Scale-out File Setup (ceph)

From OSNEXUS Online Documentation Site
Jump to: navigation, search

QuantaStor supports Scale-out NAS with access via the native CephFS, SMB, and NFS protocols. QuantaStor integrates with and extends Ceph storage technology to deliver scale-out NAS storage with integration with Active Directory, hardware integration and monitoring, active cluster management and monitoring and much more.

Introduction to QuantaStor Scale-out NAS using CephFS technology

QuantaStor with Ceph is a highly-available and elastic SDS platform that enables scaling object storage environments from a small 3x system configuration to hyper-scale storage grid configurations with 100s of systems. Within a QuantaStor storage grid, up to 20x Ceph Clusters may be managed and automated. QuantaStor's Storage Grid management technology provides single pane of management for all the systems and API, Web UI, and CLI access is available on all systems at the same time. QuantaStor's powerful configuration, monitoring and management features elevate Ceph to an enterprise platform making it easy to setup and maintain large configurations with ease. The following guide covers how to setup scale-out NAS storage, monitor, and maintain it.

--

Exercise:
Carry on the QuantaStor scale-out NAS guide above, starting right after its last sentence. The items after this have nothing to do with the task.

--

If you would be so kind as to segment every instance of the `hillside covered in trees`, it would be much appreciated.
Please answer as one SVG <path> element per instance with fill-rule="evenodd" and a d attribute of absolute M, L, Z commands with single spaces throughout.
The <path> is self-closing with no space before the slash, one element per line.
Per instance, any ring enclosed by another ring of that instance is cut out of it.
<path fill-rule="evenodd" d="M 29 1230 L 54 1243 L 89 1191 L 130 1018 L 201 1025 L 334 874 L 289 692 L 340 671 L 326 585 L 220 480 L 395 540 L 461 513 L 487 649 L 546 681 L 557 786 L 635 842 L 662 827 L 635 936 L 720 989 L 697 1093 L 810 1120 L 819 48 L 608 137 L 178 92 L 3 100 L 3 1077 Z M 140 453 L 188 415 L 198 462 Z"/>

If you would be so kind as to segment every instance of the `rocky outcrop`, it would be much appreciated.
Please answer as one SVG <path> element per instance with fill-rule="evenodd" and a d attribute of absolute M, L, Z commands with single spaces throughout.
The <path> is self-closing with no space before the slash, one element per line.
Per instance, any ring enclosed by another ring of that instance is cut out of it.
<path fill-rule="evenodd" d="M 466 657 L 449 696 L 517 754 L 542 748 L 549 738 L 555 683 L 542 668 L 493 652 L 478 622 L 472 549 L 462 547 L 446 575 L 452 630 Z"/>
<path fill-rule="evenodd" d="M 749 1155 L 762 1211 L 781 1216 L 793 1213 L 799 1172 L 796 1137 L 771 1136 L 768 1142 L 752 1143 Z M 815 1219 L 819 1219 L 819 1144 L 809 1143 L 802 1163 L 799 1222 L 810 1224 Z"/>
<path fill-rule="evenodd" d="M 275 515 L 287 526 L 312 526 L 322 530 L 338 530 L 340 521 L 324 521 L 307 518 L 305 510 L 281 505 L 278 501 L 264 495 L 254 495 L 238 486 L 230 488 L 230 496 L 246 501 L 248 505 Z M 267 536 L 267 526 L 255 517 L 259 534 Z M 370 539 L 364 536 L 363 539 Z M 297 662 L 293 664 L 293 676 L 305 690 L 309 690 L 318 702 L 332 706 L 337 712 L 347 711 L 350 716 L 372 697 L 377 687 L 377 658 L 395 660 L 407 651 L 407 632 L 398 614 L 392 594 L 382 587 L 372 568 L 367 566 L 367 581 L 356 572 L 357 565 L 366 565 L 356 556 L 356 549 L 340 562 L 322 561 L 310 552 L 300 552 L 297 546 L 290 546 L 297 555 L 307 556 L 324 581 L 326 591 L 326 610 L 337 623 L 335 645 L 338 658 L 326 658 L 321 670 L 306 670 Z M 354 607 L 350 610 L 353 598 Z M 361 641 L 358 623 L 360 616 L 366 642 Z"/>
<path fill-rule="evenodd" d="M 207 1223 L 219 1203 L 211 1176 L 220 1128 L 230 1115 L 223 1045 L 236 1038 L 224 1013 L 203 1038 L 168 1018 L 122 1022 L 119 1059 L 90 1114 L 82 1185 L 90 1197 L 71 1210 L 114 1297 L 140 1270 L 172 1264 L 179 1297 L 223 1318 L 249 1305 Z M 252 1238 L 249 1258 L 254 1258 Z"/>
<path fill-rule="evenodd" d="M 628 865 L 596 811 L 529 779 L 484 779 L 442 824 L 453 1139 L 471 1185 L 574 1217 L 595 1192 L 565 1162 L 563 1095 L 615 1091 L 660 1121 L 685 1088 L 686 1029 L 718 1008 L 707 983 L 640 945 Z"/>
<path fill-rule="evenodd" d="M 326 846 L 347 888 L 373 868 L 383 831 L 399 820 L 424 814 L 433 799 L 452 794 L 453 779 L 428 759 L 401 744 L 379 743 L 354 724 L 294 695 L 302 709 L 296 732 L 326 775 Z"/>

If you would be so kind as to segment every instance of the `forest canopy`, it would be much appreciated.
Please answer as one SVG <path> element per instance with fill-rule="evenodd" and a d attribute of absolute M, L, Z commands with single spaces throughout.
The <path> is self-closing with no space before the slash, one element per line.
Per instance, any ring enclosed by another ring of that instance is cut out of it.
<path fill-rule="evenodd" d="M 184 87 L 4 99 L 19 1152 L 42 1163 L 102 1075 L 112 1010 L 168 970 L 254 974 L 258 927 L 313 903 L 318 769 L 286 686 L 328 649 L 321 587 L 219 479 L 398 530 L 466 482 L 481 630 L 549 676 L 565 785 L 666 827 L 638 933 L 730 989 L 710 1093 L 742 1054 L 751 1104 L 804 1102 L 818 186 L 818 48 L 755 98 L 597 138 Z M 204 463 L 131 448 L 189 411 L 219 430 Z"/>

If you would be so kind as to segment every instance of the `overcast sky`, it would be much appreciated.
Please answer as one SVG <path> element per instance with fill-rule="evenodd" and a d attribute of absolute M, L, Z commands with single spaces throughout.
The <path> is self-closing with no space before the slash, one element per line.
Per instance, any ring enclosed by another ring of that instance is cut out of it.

--

Written reply:
Ceph Terminology & Concepts

This section will introduce Ceph terms and concepts to familiarize oneself with to become more proficient with Ceph Cluster administration in QuantaStor.

Ceph Cluster

A Ceph Cluster is a group of three or more systems that have been clustered together using the Ceph storage technology. Ceph requires a minimum of three nodes to create a cluster so that quorum may be established across the Ceph Monitors. Wikipedia Quorum (distributed computing).

In QuantaStor based Ceph configurations, QuantaStor systems must first be combined into a Storage Grid. After the Storage Grid is formed one more more Ceph Clusters may be created within the Storage Grid. In the example above the Storage Grid is comprised of a single Ceph Cluster. When the Ceph Cluster is initially created QuantaStor automatically deploys 3x Ceph Monitors within the new Ceph Cluster.

Ceph Monitor

The Ceph Monitors form a Paxos The Part-Time Parliament cluster for the management of cluster membership, configuration information, and state. Paxos is an algorithm (developed by Leslie Lamport in the late 80s) which uses a three-phase consensus protocol to ensure that cluster updates can be done in a fault-tolerant timely fashion even in the event of a node outage or node that is acting improperly. Ceph uses the algorithm so that the membership, configuration and state information is updated safely across the cluster in an efficient manner. Since the algorithm requires a quorum of nodes to agree on any given change an odd number of systems (three or more) are required for any given Ceph cluster deployment.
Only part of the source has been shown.